Exercise description:
Copy the records below line for line, keeping every character unchanged.

[BEGIN]

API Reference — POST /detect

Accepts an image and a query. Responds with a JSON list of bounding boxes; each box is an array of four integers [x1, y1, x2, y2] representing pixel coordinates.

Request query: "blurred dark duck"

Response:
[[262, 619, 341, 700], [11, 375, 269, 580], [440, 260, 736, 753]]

[END]

Correct response:
API Reference — POST /detect

Accepts an image and a query. Responds with a JSON list of bounding boxes; each box is an array of four integers [x1, y1, x2, y2] representing pixel coordinates.

Request query: "blurred dark duck"

Response:
[[262, 619, 341, 700], [11, 375, 269, 580], [440, 260, 736, 753]]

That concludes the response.